Object detection data:
----
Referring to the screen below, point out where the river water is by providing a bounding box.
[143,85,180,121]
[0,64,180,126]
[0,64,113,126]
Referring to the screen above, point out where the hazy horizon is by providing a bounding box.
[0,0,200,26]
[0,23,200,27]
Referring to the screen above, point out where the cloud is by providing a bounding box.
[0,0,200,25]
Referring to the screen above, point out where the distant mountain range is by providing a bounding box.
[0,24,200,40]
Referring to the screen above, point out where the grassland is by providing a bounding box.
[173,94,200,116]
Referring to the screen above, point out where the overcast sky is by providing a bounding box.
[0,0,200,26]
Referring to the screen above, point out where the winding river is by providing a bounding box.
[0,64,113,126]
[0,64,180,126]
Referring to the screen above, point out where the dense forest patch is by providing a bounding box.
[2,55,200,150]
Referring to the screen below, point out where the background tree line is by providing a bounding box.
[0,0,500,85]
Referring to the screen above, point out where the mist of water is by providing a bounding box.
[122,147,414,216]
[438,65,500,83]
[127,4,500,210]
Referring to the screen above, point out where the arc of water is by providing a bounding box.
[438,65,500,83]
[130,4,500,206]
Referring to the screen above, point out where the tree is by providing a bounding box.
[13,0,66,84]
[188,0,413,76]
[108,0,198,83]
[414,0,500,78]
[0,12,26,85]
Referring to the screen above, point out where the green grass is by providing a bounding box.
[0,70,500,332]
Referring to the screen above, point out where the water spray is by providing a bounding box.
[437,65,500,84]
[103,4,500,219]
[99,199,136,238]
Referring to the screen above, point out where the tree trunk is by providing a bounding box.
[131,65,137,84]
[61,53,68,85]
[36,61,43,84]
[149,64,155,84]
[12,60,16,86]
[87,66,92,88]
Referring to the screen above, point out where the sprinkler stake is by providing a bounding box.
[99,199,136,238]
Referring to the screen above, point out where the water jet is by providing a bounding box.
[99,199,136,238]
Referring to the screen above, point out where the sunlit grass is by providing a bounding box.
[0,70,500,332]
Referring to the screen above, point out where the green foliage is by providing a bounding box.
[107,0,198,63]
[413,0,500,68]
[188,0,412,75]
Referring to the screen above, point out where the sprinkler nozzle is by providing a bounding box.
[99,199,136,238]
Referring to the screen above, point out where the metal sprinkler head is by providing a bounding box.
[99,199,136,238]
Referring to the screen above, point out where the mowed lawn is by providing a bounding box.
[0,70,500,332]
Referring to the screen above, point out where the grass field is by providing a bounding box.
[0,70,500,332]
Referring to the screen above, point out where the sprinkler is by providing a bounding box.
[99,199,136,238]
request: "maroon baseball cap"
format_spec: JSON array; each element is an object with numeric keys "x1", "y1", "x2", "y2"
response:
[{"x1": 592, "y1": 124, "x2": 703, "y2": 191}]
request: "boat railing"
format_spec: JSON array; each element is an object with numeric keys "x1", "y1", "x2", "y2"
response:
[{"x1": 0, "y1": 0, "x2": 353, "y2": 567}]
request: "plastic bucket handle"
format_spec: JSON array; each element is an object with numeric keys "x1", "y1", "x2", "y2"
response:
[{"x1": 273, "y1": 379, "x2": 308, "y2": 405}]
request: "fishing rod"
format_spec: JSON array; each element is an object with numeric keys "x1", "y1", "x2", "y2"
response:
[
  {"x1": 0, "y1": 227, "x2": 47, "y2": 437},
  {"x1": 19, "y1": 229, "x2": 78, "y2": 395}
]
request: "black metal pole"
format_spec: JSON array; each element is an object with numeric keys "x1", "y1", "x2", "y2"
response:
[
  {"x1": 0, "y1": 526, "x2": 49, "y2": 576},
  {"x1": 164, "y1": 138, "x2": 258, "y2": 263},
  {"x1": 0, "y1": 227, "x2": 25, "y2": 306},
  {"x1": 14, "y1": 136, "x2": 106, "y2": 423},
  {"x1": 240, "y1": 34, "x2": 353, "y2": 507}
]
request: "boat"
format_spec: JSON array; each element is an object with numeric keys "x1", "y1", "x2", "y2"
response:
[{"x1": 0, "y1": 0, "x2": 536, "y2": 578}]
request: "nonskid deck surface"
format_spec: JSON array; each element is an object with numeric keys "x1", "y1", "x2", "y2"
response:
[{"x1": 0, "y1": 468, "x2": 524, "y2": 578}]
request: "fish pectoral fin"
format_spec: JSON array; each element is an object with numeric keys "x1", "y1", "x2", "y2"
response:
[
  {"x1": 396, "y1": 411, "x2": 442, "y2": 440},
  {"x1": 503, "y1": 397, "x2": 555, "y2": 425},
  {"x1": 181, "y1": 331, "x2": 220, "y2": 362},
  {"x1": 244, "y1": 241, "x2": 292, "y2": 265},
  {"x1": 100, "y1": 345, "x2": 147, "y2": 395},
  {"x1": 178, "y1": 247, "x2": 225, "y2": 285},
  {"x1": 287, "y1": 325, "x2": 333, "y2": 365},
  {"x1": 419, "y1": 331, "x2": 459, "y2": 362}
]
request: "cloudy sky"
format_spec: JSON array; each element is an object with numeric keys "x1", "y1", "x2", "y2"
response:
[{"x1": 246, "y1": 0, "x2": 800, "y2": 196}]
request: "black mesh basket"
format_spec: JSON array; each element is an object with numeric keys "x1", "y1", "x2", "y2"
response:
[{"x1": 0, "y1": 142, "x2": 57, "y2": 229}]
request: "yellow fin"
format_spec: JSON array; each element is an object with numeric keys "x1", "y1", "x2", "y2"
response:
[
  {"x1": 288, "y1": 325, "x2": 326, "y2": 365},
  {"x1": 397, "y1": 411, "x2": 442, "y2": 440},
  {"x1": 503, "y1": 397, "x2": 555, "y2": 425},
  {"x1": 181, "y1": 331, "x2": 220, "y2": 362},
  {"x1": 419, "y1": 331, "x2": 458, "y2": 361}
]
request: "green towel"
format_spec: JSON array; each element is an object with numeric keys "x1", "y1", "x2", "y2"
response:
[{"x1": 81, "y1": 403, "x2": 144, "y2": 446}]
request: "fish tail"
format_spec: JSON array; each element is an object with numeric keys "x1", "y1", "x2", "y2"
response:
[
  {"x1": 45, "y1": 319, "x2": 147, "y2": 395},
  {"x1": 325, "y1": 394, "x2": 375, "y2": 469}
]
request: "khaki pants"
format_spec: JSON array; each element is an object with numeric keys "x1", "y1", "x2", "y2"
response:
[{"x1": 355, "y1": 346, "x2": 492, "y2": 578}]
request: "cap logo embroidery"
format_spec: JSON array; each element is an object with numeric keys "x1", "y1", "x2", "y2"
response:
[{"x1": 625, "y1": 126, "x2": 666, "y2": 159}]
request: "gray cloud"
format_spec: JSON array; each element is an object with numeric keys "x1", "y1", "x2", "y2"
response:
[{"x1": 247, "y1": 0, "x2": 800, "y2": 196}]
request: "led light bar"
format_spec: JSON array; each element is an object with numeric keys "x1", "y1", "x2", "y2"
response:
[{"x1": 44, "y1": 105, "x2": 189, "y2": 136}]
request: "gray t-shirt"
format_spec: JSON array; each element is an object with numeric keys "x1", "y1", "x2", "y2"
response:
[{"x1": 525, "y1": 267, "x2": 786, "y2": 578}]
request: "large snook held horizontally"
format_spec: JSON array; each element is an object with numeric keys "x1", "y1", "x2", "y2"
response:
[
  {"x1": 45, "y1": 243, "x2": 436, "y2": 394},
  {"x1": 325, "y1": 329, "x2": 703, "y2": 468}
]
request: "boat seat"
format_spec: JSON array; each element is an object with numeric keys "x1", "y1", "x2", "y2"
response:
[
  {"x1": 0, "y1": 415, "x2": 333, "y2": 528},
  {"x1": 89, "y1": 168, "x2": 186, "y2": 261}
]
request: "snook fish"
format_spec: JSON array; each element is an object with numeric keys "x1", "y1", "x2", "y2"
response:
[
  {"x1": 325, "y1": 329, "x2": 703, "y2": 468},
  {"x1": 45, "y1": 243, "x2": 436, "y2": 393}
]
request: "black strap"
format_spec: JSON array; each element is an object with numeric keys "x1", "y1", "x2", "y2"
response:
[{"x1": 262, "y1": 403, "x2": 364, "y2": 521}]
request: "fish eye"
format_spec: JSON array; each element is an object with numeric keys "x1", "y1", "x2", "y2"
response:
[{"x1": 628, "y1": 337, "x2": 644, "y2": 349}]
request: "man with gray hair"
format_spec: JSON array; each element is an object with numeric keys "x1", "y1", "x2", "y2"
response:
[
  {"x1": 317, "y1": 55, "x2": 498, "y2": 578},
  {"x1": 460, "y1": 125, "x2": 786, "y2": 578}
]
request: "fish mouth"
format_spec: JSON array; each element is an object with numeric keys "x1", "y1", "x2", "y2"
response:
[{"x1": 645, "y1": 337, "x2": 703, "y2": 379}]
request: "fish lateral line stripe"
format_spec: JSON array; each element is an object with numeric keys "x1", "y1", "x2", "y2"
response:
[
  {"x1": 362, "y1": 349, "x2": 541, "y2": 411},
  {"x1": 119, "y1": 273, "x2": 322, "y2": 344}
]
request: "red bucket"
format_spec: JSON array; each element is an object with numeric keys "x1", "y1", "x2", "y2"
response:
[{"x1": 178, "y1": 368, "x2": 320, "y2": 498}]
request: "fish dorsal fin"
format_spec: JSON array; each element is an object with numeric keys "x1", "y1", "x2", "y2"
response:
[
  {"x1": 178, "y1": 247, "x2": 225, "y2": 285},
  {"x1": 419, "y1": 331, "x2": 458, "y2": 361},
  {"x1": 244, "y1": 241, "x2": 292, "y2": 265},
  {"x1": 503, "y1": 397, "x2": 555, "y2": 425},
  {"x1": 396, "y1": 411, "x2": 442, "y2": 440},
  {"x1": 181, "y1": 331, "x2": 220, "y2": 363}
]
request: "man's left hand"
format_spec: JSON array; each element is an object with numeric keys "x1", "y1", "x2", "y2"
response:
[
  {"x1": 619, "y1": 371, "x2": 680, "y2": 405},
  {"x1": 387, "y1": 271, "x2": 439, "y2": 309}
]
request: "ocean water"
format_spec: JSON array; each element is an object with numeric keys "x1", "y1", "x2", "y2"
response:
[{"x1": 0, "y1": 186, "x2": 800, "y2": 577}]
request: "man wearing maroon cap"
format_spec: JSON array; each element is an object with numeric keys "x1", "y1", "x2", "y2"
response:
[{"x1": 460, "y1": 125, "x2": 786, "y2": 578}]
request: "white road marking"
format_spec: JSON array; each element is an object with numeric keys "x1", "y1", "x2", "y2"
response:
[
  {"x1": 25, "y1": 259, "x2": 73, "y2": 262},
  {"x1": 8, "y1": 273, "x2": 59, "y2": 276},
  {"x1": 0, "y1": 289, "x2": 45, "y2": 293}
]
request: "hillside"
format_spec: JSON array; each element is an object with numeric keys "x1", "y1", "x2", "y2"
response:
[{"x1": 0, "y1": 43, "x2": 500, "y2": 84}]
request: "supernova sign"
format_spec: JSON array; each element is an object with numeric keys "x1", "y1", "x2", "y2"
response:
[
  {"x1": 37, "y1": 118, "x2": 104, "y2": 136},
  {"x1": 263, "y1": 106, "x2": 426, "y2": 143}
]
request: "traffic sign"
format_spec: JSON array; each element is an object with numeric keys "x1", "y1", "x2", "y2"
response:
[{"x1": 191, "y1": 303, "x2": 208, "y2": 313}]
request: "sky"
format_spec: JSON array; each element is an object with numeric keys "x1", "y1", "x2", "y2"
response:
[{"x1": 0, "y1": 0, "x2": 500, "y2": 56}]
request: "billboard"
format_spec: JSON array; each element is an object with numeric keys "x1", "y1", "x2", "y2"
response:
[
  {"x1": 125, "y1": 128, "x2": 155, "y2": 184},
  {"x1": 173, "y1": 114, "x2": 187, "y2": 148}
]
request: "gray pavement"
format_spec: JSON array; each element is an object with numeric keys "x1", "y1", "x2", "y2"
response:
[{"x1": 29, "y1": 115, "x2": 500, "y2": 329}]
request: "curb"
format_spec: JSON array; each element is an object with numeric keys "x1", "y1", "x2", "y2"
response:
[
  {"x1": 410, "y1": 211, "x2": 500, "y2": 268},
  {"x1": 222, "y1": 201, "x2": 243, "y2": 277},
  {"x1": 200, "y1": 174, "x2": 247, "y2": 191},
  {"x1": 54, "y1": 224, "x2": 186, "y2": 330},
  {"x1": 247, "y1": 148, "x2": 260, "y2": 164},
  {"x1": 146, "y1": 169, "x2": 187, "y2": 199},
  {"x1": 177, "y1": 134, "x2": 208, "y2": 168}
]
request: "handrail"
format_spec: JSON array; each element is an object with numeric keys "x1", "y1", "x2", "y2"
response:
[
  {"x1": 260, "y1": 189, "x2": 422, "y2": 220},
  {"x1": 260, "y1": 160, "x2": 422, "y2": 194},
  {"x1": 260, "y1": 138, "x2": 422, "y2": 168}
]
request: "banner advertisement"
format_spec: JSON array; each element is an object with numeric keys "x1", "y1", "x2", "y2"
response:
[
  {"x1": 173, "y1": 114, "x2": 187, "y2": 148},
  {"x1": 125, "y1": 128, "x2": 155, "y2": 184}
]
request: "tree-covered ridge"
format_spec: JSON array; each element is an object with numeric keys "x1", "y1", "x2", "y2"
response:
----
Exercise task:
Starting at the line in the listing that contains "Referring to the screen above, point out where the green grass" and ending at the line that contains "[87,66,92,88]", lay out each of those lines as a string in a JSON list, leaving out any blank lines.

Complete answer:
[
  "Referring to the screen above, point out where the green grass is by providing a bounding box.",
  "[0,70,500,332]",
  "Referring to the screen above, point out where the water spray is by providing a bounding box.",
  "[437,65,500,84]",
  "[103,4,500,219]",
  "[99,199,136,238]",
  "Referring to the screen above, point out where the tree trunk is by providing a bounding box.",
  "[131,65,137,84]",
  "[61,53,68,85]",
  "[36,61,43,84]",
  "[149,64,155,84]",
  "[12,60,16,86]",
  "[87,66,92,88]"
]